[A run of entries]
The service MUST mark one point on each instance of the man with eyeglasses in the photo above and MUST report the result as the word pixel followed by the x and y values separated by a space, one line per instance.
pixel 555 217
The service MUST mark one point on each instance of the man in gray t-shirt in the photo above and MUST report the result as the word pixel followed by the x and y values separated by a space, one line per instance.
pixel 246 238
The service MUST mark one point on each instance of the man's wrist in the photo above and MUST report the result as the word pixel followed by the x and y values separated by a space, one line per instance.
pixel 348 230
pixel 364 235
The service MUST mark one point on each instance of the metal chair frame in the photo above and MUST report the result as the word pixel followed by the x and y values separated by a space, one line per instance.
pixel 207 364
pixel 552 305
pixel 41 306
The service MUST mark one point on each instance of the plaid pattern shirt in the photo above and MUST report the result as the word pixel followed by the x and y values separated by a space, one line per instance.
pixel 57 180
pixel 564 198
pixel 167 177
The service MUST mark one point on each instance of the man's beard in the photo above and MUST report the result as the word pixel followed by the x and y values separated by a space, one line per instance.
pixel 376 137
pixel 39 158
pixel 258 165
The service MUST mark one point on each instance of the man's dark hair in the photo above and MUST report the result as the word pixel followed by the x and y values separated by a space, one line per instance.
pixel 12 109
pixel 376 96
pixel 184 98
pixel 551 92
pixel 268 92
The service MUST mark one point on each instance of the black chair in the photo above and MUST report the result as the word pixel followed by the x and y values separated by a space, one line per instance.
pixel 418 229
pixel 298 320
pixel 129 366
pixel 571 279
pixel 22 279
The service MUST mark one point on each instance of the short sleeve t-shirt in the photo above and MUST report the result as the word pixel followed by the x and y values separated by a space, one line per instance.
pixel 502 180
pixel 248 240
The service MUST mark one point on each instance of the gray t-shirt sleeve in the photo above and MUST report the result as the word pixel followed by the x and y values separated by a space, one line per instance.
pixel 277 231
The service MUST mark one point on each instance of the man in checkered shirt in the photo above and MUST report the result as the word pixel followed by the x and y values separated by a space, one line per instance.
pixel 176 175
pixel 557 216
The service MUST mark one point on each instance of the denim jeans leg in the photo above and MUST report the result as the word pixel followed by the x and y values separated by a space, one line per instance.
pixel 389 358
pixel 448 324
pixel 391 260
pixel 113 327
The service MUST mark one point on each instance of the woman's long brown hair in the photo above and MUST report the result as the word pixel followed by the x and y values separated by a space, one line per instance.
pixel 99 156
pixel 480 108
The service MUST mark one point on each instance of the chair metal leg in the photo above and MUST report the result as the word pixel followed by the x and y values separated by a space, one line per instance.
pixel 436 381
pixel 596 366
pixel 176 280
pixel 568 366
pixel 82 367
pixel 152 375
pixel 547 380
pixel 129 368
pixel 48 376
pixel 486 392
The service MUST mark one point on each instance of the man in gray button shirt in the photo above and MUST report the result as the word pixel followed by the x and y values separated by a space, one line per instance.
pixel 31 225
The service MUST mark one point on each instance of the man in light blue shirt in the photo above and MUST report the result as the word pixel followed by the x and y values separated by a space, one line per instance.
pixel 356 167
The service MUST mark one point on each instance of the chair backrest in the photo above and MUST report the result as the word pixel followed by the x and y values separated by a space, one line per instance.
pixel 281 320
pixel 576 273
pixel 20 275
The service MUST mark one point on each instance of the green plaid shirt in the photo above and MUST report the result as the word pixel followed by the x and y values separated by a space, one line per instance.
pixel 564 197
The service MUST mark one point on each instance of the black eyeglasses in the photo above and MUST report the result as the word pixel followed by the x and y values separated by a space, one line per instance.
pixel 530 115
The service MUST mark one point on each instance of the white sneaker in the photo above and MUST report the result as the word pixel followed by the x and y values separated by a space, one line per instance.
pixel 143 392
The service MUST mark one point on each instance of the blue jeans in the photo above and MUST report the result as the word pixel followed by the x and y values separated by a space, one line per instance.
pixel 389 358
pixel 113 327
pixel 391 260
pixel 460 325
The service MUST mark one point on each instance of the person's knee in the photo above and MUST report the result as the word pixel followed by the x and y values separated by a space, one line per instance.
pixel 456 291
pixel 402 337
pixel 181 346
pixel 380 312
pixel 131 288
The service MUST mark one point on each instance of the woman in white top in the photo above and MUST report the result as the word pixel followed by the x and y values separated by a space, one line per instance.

### STATED TASK
Convert the entries from the start through the line containing "pixel 555 217", both ends included, into a numbered list, leaving out any blank lines.

### SOLUTION FOR THIS EXERCISE
1. The service MUST mark one point on each instance of the man with eyeglasses in the photo above and MUST report the result as the word pixel followed by the x and y values separated by a space, one line per instance.
2. pixel 555 217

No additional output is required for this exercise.